Recast the rows below as a JSON list of strings, with one string per line and blank lines left out.

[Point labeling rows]
++++++++
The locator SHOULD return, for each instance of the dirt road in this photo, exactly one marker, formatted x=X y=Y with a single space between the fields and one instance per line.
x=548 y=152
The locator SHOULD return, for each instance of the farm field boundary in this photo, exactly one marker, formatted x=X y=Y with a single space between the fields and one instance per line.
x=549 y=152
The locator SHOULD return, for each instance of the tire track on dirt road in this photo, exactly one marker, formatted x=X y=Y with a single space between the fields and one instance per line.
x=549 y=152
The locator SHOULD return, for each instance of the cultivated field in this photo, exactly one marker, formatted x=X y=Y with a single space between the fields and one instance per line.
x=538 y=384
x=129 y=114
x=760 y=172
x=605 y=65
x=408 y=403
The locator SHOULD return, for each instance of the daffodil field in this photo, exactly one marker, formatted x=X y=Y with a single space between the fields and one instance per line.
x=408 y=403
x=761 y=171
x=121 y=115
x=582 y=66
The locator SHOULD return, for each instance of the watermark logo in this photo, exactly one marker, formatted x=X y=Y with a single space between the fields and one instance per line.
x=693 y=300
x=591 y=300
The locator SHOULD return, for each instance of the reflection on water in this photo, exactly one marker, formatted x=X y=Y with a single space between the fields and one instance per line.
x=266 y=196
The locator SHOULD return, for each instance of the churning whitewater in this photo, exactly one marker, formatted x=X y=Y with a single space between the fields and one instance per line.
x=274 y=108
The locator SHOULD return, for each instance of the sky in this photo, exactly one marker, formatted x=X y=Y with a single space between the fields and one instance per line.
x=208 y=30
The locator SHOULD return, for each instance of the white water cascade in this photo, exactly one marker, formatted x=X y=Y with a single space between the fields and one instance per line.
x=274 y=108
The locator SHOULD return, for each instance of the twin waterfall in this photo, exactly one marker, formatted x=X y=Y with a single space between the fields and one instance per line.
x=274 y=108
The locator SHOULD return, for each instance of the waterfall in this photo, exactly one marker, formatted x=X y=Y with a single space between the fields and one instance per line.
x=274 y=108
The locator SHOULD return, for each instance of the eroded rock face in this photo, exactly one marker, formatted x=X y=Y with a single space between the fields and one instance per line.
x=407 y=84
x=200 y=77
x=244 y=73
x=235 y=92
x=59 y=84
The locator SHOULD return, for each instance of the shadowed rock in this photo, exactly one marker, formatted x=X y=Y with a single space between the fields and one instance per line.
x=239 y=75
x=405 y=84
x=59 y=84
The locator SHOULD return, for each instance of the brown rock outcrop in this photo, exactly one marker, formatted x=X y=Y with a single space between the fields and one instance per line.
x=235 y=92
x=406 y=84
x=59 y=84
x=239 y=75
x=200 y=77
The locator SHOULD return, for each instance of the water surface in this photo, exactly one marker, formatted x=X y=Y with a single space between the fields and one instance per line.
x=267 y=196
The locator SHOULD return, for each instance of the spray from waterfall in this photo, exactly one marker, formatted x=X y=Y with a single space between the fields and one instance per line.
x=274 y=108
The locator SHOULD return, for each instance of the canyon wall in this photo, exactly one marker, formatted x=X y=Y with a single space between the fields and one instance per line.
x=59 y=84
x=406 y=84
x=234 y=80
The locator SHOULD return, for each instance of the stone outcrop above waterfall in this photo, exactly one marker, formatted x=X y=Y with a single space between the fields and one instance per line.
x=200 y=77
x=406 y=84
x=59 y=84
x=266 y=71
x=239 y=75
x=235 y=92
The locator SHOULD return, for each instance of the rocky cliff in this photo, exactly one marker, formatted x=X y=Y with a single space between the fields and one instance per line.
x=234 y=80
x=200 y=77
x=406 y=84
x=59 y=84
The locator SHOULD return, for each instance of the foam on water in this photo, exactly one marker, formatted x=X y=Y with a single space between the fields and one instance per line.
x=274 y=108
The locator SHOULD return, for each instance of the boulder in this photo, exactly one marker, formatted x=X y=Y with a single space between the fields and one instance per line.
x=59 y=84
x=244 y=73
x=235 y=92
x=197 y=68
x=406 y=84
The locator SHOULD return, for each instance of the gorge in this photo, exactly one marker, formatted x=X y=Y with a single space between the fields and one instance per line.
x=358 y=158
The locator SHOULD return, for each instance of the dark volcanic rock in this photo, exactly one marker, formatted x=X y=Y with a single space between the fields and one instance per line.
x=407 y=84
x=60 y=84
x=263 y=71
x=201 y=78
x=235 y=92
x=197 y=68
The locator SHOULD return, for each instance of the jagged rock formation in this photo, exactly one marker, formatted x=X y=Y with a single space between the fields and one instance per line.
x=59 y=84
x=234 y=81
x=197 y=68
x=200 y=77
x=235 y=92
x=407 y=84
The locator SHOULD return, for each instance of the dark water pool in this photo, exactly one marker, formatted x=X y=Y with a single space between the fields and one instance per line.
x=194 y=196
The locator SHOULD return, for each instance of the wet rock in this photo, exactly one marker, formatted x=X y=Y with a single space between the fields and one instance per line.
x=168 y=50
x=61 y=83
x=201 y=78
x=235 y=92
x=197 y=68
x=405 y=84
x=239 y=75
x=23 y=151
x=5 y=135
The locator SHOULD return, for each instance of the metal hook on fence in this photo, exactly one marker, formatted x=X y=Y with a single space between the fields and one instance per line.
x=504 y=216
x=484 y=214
++++++++
- OUTPUT BELOW
[
  "The locator SHOULD return, for each instance of the dirt road in this photo, exactly one marker, formatted x=X y=Y with a single space between the fields and one instance per line.",
  "x=548 y=152",
  "The locator SHOULD return, for each instance of the farm field boundary in this photo, exactly one marker, formatted x=X y=Y with a single space between the fields and one instance per line.",
  "x=549 y=152",
  "The locator SHOULD return, for each instance of the tire track on dirt road in this photo, exactly one marker, formatted x=X y=Y with a single space between the fields and one instance per line.",
  "x=549 y=152",
  "The locator SHOULD return, for each instance of the cultivated field in this photo, exactly one marker, formatted x=X y=Y with a single space between the fields and one instance per line.",
  "x=538 y=384",
  "x=129 y=114",
  "x=760 y=172",
  "x=605 y=65",
  "x=408 y=403",
  "The locator SHOULD return, for each instance of the daffodil field in this photo, exactly one marker, formatted x=X y=Y with a single space between the fields and one instance per line.",
  "x=408 y=403",
  "x=761 y=171",
  "x=121 y=115",
  "x=582 y=66",
  "The locator SHOULD return, for each instance of the watermark logo in this photo, exactly one marker, formatted x=X y=Y with a single space between the fields and one instance per line.",
  "x=693 y=300",
  "x=591 y=300",
  "The locator SHOULD return, for each instance of the reflection on water in this photo, exactly one marker, formatted x=X y=Y with a single space between the fields and one instance per line.",
  "x=266 y=196",
  "The locator SHOULD return, for each instance of the churning whitewater in this photo, exactly one marker, formatted x=X y=Y with a single space between the fields and one instance per line.",
  "x=274 y=108",
  "The locator SHOULD return, for each instance of the sky in this photo, exactly one marker, formatted x=X y=Y with a single space between the fields and one instance per line.",
  "x=208 y=30",
  "The locator SHOULD return, for each instance of the white water cascade in this photo, exactly one marker, formatted x=X y=Y with a single space between the fields and one instance per line.",
  "x=274 y=108",
  "The locator SHOULD return, for each instance of the twin waterfall in this photo, exactly one marker, formatted x=X y=Y with a single space between the fields and one instance per line.",
  "x=274 y=108",
  "The locator SHOULD return, for each instance of the waterfall in this photo, exactly one marker, formatted x=X y=Y with a single space between the fields and one instance per line.",
  "x=274 y=108",
  "The locator SHOULD return, for each instance of the eroded rock face in this photo, exactly one marker, formatted x=X y=Y with a single space between the fields and one instance per line.",
  "x=407 y=84",
  "x=200 y=77",
  "x=244 y=73",
  "x=235 y=92",
  "x=59 y=84",
  "The locator SHOULD return, for each instance of the shadowed rock in this photo, exactly one marker, formatted x=X y=Y with a single space between the fields and one instance per line.",
  "x=239 y=75",
  "x=405 y=84",
  "x=59 y=84",
  "The locator SHOULD return, for each instance of the brown rock outcrop in this photo, exactly one marker, formatted x=X y=Y with a single space between the fields and one instance per line.",
  "x=235 y=92",
  "x=406 y=84",
  "x=59 y=84",
  "x=239 y=75",
  "x=200 y=77",
  "The locator SHOULD return, for each instance of the water surface in this photo, exactly one marker, formatted x=X y=Y with a single space between the fields and one instance per line.",
  "x=267 y=196",
  "The locator SHOULD return, for each instance of the spray from waterfall in this photo, exactly one marker, formatted x=X y=Y with a single space between the fields and one instance per line.",
  "x=274 y=108",
  "The locator SHOULD return, for each instance of the canyon wall in this photo, exactly one marker, formatted x=X y=Y with a single space between the fields and one instance per line.",
  "x=59 y=84",
  "x=406 y=84",
  "x=234 y=80",
  "The locator SHOULD return, for each instance of the stone outcrop above waterfall in this photo, exactly one marker, formatted x=X y=Y with a single space between the fields and one instance per line.",
  "x=200 y=77",
  "x=406 y=84",
  "x=59 y=84",
  "x=266 y=71",
  "x=239 y=75",
  "x=235 y=92",
  "The locator SHOULD return, for each instance of the rocky cliff in this photo, exactly one marker, formatted x=X y=Y with a single space between the fields and one instance per line.",
  "x=234 y=80",
  "x=200 y=77",
  "x=406 y=84",
  "x=59 y=84",
  "The locator SHOULD return, for each instance of the foam on water in this photo, exactly one marker, formatted x=X y=Y with a single space between the fields and one instance per line.",
  "x=274 y=108",
  "The locator SHOULD return, for each instance of the boulder in this photo, exactly one marker, formatted x=X y=Y with a single space between the fields and one instance per line.",
  "x=59 y=84",
  "x=244 y=73",
  "x=235 y=92",
  "x=197 y=68",
  "x=406 y=84",
  "The locator SHOULD return, for each instance of the gorge in this photo, exactly one marker, formatted x=X y=Y with a single space between the fields and one instance per line.",
  "x=358 y=158",
  "The locator SHOULD return, for each instance of the dark volcanic rock in this photo, exactly one marker, formatted x=X y=Y with a single space between the fields and one instance per line.",
  "x=407 y=84",
  "x=60 y=84",
  "x=263 y=71",
  "x=201 y=78",
  "x=235 y=92",
  "x=197 y=68",
  "The locator SHOULD return, for each instance of the jagged rock formation in this photo, exactly one marker, formatted x=X y=Y with a single space between the fields and one instance per line.",
  "x=59 y=84",
  "x=234 y=81",
  "x=197 y=68",
  "x=200 y=77",
  "x=235 y=92",
  "x=407 y=84",
  "The locator SHOULD return, for each instance of the dark water pool in this photo, exactly one marker, formatted x=X y=Y with a single space between the fields and one instance per line.",
  "x=194 y=196",
  "The locator SHOULD return, for each instance of the wet rock in this photo, exactly one marker, formatted x=X y=Y with a single space between the fields and one instance per line.",
  "x=168 y=50",
  "x=61 y=83",
  "x=201 y=78",
  "x=235 y=92",
  "x=197 y=68",
  "x=405 y=84",
  "x=239 y=75",
  "x=23 y=151",
  "x=5 y=135",
  "The locator SHOULD return, for each instance of the metal hook on fence in this photo, exactly one marker, formatted x=X y=Y with a single space between the fields and one instance per line.",
  "x=504 y=216",
  "x=484 y=214"
]